* _課題の目的_:
以下のリストを、すべての行について一字一句変えずに出力せよ。ただし、画像は出力に含めないこと。

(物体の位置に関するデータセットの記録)
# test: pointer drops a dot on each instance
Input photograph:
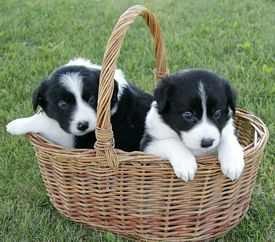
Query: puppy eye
(92, 100)
(188, 116)
(217, 114)
(62, 104)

* _完全な解答_:
# test: pointer drops a dot on each instance
Input photograph:
Query: puppy eye
(92, 100)
(188, 116)
(217, 114)
(62, 104)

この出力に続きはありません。